### Document text
********

Riots – the view from the devolved nations

The riots have been greeted with alarm, division in Scotland and criticism of cuts in Wales

As the Prime Minister formally announced that water cannon, based in and only ever used in Northern Ireland would be available to combat riotous activity on the UK mainland within 24 hours’ notice,  Jimmy Spratt, a DUP MLA and a former head of Northern Ireland’s police federation has warned that they would be ineffective in combatting the scenes witnessed on UK streets over the past week.

Outlining is caution against their use, the Belfast Telegraph has quoted Spratt as saying:

“It is not workable at all. There are several points, including the size of these vehicles.

“The big issue would be manoeuvrability. They are suited to operating in a wide space, where police are faced with a crowd of rioters.”

********

### Source material
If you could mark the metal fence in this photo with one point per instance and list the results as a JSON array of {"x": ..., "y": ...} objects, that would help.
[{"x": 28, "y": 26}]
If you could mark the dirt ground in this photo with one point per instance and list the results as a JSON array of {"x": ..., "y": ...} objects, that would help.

********

### The exercise
In the riots article, what does Jimmy Spratt call the big issue with using water cannon?

### The result
Maneuverability.